PASSAGE PROVIDED -

Control cost as a critical biological prior: Without regularization, simulated muscles exhibit unnatural high-frequency oscillations; introducing control cost yields biceps activation patterns substantially closer to real EMG.
An optimal regularization regime exists: At \(\lambda_{ctrl} \in [0.15, 0.2]\), joint reward and EMG MAE are simultaneously acceptable; excessive values degrade joint tracking.
Energy cost offers limited benefit: The current formulation (\(|v| \cdot |f^{act}|\)) does not meaningfully improve EMG fit; penalizing mechanical work may be more effective.
Latent space structure is interpretable: The encoder-compression → decoder-expansion → final re-compression pattern is consistent with a motor control hierarchy of "movement intent → muscle synergies."
Triceps EMG is more predictable than biceps: Likely because the shoulder joint is fixed in the current model, requiring the biceps to compensate with larger, less structured activity.

Highlights & Insights¶

Computational efficiency breakthrough: 1.2M steps/second reduces parameter searches from days to minutes, making high-throughput experimentation tractable.
Physical constraints as biological priors: Control cost is not merely an engineering optimization trick but serves as a critical bridge between simulation and real EMG—a finding with broad implications for musculoskeletal simulation research.
Novel application of Takens theorem: Using nonlinear dynamical systems methods to predict muscle activation from kinematics avoids the ill-posedness of direct inverse dynamics, and enables cross-domain validation of biological plausibility.
Information bottleneck design of the encoder–decoder: The latent space corresponds to "movement intent," providing both functional interpretability (abstraction at the level of motor planning) and utility for downstream analysis.

Limitations & Future Work¶

Severely limited data: Only 1 mouse, a single target location, and 46 trials; statistical power is weak and generalizability cannot be assessed.
Fixed shoulder joint: This simplification causes biceps compensation, resulting in poor EMG prediction accuracy (\(\rho = 0.328\)); relaxing this constraint may yield substantial improvements.

DATA FOR REVIEW -
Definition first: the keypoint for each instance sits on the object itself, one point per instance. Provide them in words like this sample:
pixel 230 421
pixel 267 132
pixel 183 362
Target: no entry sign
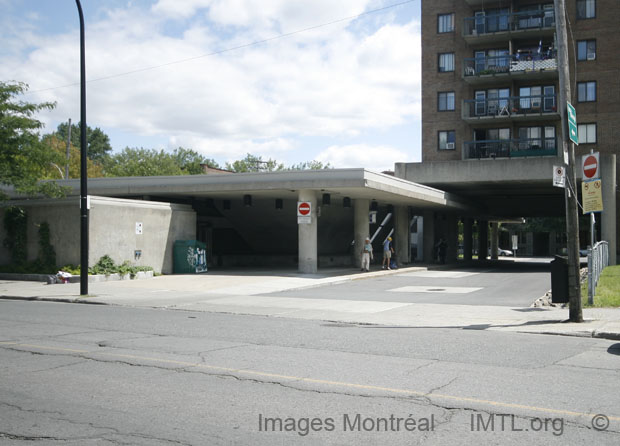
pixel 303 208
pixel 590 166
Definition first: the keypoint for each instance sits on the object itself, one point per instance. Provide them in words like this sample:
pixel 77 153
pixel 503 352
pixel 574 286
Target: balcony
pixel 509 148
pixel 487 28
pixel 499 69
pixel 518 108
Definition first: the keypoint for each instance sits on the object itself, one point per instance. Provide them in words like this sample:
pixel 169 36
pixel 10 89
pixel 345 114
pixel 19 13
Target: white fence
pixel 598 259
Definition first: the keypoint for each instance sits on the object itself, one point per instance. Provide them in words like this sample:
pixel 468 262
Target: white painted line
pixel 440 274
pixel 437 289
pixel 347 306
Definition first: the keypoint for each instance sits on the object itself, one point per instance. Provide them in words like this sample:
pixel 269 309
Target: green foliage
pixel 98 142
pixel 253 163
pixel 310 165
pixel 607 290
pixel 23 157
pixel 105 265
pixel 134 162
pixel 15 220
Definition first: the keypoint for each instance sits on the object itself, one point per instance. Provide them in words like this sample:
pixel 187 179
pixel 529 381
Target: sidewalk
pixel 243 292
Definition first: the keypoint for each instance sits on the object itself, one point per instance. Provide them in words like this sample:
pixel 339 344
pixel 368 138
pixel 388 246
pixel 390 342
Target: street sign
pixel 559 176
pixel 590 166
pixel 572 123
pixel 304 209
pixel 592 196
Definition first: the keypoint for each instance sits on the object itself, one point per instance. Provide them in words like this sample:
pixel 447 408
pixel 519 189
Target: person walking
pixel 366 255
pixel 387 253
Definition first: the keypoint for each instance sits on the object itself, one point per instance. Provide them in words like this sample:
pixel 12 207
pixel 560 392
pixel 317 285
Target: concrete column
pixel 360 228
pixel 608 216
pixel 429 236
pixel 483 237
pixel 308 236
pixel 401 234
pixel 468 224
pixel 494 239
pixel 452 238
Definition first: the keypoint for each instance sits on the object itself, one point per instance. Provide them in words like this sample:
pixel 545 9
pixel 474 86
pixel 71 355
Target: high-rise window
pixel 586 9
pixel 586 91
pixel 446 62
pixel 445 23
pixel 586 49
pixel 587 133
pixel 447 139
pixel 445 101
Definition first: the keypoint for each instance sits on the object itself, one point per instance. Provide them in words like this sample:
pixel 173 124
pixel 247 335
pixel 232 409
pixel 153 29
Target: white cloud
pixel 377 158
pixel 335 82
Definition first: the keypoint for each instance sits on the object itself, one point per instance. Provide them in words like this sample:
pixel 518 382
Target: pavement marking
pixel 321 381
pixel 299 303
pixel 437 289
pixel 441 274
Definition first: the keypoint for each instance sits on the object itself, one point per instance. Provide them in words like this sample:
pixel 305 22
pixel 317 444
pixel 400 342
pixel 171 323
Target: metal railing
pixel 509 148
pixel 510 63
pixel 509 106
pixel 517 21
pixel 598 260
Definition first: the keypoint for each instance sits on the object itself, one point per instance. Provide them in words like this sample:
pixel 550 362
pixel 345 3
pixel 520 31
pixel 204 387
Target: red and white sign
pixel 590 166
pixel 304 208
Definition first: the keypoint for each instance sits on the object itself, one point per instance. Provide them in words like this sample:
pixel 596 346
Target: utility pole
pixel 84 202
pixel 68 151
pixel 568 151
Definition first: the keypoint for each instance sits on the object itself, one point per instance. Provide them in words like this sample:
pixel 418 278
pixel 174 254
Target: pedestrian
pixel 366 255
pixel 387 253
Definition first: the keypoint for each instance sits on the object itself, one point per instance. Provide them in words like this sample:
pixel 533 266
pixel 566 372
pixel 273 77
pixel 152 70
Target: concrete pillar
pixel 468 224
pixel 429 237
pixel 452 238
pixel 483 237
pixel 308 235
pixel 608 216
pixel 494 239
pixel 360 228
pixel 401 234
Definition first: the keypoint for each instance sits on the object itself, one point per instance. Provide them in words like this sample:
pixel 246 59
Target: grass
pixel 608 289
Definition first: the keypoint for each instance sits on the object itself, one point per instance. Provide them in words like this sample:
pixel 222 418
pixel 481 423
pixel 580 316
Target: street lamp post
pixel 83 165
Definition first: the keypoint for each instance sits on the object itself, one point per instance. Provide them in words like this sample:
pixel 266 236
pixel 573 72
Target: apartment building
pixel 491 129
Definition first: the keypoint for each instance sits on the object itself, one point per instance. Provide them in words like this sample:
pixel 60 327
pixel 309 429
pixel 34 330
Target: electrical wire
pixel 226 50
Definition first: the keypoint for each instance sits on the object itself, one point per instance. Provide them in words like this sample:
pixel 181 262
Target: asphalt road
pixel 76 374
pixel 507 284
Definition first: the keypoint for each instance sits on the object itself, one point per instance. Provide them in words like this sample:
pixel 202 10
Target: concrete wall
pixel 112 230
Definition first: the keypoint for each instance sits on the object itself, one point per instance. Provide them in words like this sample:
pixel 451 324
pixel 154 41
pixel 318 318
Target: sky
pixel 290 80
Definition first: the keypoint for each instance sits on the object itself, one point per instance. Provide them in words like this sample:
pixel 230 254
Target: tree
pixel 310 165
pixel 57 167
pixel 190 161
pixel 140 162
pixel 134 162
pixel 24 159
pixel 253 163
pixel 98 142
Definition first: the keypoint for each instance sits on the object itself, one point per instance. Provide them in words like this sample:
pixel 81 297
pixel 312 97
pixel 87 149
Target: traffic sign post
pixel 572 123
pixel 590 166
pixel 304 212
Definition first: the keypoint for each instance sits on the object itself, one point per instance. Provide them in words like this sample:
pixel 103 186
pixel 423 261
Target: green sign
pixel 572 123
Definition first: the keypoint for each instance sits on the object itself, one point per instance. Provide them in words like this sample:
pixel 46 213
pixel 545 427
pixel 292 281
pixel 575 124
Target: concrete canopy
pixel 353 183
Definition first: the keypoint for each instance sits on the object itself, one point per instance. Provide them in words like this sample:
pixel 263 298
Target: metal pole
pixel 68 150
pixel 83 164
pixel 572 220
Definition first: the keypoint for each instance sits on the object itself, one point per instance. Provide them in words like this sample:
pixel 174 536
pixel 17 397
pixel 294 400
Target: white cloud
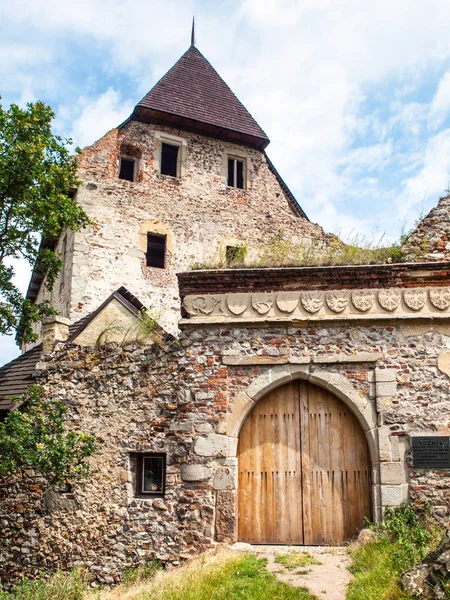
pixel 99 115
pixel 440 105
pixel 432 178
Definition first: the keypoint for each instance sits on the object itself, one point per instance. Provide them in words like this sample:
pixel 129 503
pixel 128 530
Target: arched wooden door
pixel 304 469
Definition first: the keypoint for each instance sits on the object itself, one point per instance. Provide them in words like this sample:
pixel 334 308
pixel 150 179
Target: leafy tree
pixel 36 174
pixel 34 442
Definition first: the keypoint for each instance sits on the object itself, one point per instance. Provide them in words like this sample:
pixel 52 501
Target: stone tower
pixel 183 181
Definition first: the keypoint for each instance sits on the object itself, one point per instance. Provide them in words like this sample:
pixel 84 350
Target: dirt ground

TASK LIST -
1. From the musculoskeletal simulation notes, print the portion starting at "An optimal regularization" and ending at "be more effective.".
2. Proceed with the musculoskeletal simulation notes, picking up right after the last line shown.
None of the items are needed here.

RESPONSES PER TASK -
1.
An optimal regularization regime exists: At \(\lambda_{ctrl} \in [0.15, 0.2]\), joint reward and EMG MAE are simultaneously acceptable; excessive values degrade joint tracking.
Energy cost offers limited benefit: The current formulation (\(|v| \cdot |f^{act}|\)) does not meaningfully improve EMG fit; penalizing mechanical work may be more effective.

2.
Simplified muscle model: Only 9 actuators are included; the real mouse forelimb has more muscles, and the wrist joint is absent.
Energy cost formulation requires refinement: \(|v| \cdot |f^{act}|\) does not correspond to true metabolic cost; physiologically grounded energy terms (e.g., ATP consumption models) may be more effective.
Causal validity of Simplex prediction is questionable: High trial-to-trial repeatability with a single target location may produce spurious predictability; multi-target and perturbation experiments are necessary for proper validation.
No comparison with real neural data: Aldarondo et al. (2024) demonstrated that a virtual rodent can predict real brain activity; the present work validates only EMG prediction and does not address cortical or spinal neural activity.

vs. Aldarondo et al. (2024): The Virtual Rodent uses a whole-body musculoskeletal model to predict neural activity; the present work focuses on the forelimb with greater anatomical detail but has not yet achieved neural predictive validity.
vs. OpenSim: Traditional biomechanics platforms are CPU-bound; MIMIC-MJX's GPU acceleration provides orders-of-magnitude speedup.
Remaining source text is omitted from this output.